- [WORKING DATA]
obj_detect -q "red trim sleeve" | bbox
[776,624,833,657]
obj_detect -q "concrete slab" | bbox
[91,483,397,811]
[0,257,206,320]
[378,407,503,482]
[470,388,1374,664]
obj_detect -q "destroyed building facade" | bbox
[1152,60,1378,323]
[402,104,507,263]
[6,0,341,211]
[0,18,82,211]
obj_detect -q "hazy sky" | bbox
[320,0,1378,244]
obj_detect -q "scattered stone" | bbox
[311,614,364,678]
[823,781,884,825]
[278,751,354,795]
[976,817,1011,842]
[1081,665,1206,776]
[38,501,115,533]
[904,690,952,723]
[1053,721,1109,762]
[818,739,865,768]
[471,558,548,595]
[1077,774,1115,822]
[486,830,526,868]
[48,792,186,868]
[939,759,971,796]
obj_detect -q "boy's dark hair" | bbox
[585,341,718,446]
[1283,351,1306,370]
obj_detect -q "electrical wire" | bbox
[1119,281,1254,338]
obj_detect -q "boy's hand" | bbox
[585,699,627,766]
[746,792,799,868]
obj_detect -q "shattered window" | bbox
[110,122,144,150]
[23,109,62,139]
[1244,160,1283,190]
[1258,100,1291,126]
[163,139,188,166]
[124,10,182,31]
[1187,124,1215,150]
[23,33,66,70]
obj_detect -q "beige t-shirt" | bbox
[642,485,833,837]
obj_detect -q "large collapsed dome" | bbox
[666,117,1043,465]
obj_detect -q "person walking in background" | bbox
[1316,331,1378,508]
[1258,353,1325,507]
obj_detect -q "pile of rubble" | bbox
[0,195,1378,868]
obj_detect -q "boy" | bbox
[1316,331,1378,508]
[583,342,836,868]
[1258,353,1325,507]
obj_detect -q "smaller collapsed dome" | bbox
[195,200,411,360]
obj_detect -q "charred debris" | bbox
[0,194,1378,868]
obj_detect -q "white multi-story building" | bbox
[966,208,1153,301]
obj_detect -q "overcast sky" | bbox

- [PROBLEM TO WORK ON] Render every line above as a JSON array of strings with one string per line, and leave out any blank lines.

- [SOLUTION TO THE EXERCISE]
[
  "obj_detect -q \"red trim sleeve\" | bbox",
  "[776,624,833,657]",
  "obj_detect -q \"concrete slab\" | bbox",
  "[91,483,397,811]",
  "[0,257,206,320]",
  "[378,407,503,482]",
  "[470,388,1374,664]",
  "obj_detect -q \"destroyed building facade\" | bbox",
  "[1152,60,1378,323]",
  "[402,104,507,263]",
  "[6,0,341,211]",
  "[0,18,82,211]",
  "obj_detect -q \"hazy sky\" | bbox",
  "[320,0,1378,244]",
  "obj_detect -q \"scattered stone\" | bbox",
  "[311,614,364,678]",
  "[823,781,884,825]",
  "[278,751,354,795]",
  "[976,817,1011,842]",
  "[1081,665,1206,776]",
  "[38,501,115,533]",
  "[904,690,952,723]",
  "[1053,721,1109,762]",
  "[818,739,865,768]",
  "[471,558,548,595]",
  "[1077,774,1115,822]",
  "[486,830,526,868]",
  "[48,792,186,868]",
  "[939,759,971,796]",
  "obj_detect -q \"boy's dark hair\" | bbox",
  "[585,341,718,446]",
  "[1283,351,1306,370]",
  "obj_detect -q \"electrical wire\" | bbox",
  "[1119,281,1254,338]",
  "obj_detect -q \"boy's hand\" | bbox",
  "[585,699,627,766]",
  "[746,792,799,868]",
  "obj_detect -q \"shattered window\" | bbox",
  "[110,122,144,150]",
  "[23,109,62,139]",
  "[1244,160,1283,190]",
  "[1258,100,1291,126]",
  "[163,139,188,166]",
  "[124,10,182,31]",
  "[1187,124,1215,150]",
  "[23,33,66,70]",
  "obj_detect -q \"beige t-shirt\" | bbox",
  "[642,485,833,837]",
  "obj_detect -q \"large collapsed dome\" | bbox",
  "[666,117,1043,465]",
  "obj_detect -q \"person walking in background\" | bbox",
  "[1316,331,1378,508]",
  "[1258,353,1325,507]",
  "obj_detect -q \"pile of rubble\" | bbox",
  "[0,195,1378,868]",
  "obj_detect -q \"boy\" | bbox",
  "[1316,331,1378,508]",
  "[583,342,836,868]",
  "[1258,353,1325,507]",
  "obj_detect -q \"smaller collapsed dome\" | bbox",
  "[195,200,411,360]",
  "obj_detect -q \"charred debris\" | bbox",
  "[0,194,1378,868]",
  "obj_detect -q \"white multi-story building\" | bbox",
  "[966,208,1153,301]",
  "obj_detect -q \"overcast sky\" | bbox"
]